AIM OF THE TASK -
Please extract every line below that contains the string "scarf", treating uppercase and lowercase as different.

## Begin DATASET CONTENT

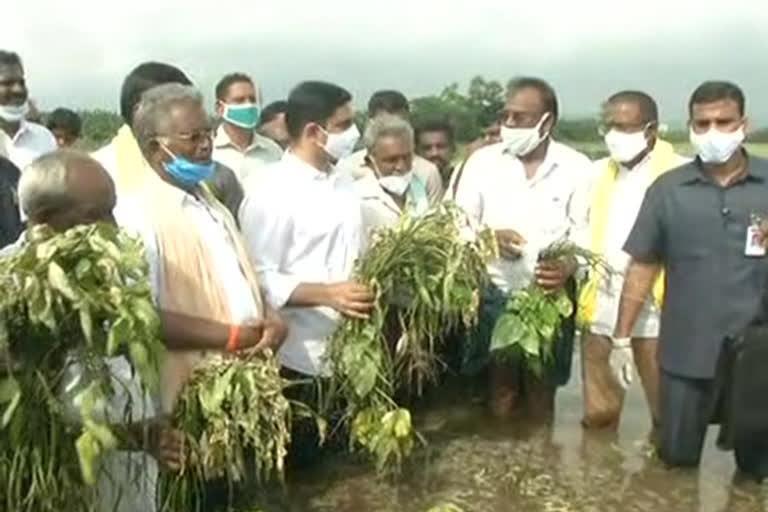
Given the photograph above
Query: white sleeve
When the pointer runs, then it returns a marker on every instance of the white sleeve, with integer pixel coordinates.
(131, 219)
(268, 232)
(579, 212)
(468, 195)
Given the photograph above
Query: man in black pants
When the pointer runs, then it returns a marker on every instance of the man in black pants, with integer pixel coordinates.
(699, 222)
(10, 223)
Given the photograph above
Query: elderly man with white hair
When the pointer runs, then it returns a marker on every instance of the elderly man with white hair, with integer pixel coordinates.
(64, 189)
(237, 144)
(206, 290)
(391, 188)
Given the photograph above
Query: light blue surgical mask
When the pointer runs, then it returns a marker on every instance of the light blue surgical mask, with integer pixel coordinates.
(185, 172)
(244, 115)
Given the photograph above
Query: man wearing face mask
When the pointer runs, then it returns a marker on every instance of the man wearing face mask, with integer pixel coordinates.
(637, 158)
(21, 141)
(303, 226)
(237, 144)
(698, 223)
(393, 188)
(525, 189)
(394, 103)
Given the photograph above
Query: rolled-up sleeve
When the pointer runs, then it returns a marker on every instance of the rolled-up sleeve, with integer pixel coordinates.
(646, 240)
(468, 195)
(268, 232)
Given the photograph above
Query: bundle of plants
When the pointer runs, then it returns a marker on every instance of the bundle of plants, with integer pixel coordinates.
(533, 318)
(427, 273)
(237, 424)
(68, 300)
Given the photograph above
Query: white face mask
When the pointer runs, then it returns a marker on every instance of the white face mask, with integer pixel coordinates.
(716, 147)
(14, 113)
(396, 184)
(339, 145)
(624, 147)
(521, 141)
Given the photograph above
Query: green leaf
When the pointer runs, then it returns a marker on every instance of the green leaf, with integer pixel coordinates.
(118, 335)
(59, 281)
(564, 305)
(10, 393)
(86, 322)
(83, 268)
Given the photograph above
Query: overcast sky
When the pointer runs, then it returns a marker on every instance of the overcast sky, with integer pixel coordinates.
(77, 52)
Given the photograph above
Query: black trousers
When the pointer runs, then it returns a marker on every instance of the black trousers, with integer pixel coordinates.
(687, 408)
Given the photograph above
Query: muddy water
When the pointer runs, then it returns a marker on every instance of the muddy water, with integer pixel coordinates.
(475, 464)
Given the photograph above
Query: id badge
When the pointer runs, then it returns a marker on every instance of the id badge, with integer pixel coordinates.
(754, 246)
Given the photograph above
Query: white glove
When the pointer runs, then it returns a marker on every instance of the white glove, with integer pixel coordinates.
(621, 361)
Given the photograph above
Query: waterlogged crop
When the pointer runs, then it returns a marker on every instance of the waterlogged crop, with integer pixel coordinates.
(427, 273)
(532, 318)
(72, 298)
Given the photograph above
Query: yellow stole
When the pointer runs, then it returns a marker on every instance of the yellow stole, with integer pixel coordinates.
(189, 284)
(663, 159)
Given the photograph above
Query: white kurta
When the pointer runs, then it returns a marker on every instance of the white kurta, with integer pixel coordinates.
(301, 225)
(627, 198)
(495, 191)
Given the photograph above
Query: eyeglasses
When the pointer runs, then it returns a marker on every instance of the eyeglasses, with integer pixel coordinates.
(605, 127)
(194, 138)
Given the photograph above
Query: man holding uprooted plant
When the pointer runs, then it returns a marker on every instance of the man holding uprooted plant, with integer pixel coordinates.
(637, 158)
(701, 224)
(302, 223)
(525, 188)
(62, 190)
(391, 188)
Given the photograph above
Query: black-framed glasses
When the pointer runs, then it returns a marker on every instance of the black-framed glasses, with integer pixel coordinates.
(193, 137)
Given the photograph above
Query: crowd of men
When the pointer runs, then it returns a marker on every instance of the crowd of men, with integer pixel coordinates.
(252, 229)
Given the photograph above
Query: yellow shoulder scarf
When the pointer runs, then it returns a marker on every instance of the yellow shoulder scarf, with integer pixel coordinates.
(189, 284)
(663, 159)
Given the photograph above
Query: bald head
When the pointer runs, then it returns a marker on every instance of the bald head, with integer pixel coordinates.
(66, 188)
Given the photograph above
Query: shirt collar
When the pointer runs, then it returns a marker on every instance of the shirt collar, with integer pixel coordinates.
(23, 128)
(305, 169)
(547, 166)
(754, 173)
(223, 140)
(642, 163)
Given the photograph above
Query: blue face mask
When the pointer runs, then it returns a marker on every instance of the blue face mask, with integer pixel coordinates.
(246, 115)
(185, 172)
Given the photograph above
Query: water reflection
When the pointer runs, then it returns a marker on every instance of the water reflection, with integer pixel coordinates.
(480, 465)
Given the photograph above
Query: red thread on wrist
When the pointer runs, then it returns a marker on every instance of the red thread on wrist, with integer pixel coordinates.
(234, 338)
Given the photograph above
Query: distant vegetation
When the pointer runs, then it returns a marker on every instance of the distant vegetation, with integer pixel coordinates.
(468, 110)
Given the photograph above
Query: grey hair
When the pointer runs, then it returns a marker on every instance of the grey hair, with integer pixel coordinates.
(43, 183)
(387, 126)
(151, 115)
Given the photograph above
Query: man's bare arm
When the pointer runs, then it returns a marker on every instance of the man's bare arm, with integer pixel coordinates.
(637, 286)
(184, 332)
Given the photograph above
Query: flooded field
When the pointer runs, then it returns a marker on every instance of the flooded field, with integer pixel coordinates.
(476, 464)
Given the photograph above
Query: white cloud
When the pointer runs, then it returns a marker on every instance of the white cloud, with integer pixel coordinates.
(77, 52)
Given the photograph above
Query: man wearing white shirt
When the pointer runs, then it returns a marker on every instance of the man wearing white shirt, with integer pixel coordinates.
(525, 188)
(303, 226)
(237, 144)
(393, 189)
(394, 103)
(637, 158)
(64, 189)
(21, 141)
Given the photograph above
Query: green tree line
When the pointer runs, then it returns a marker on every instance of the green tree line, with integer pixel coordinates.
(469, 110)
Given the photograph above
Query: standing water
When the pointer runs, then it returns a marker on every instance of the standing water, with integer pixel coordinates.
(476, 464)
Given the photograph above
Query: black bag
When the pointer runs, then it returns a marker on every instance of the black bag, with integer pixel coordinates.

## End DATASET CONTENT

ANSWER FOR THE TASK -
Query: yellow shoulder scarf
When the pointer runs, then it returns a marker on every instance of the yellow shoulder scarf, with integer pixel coordinates.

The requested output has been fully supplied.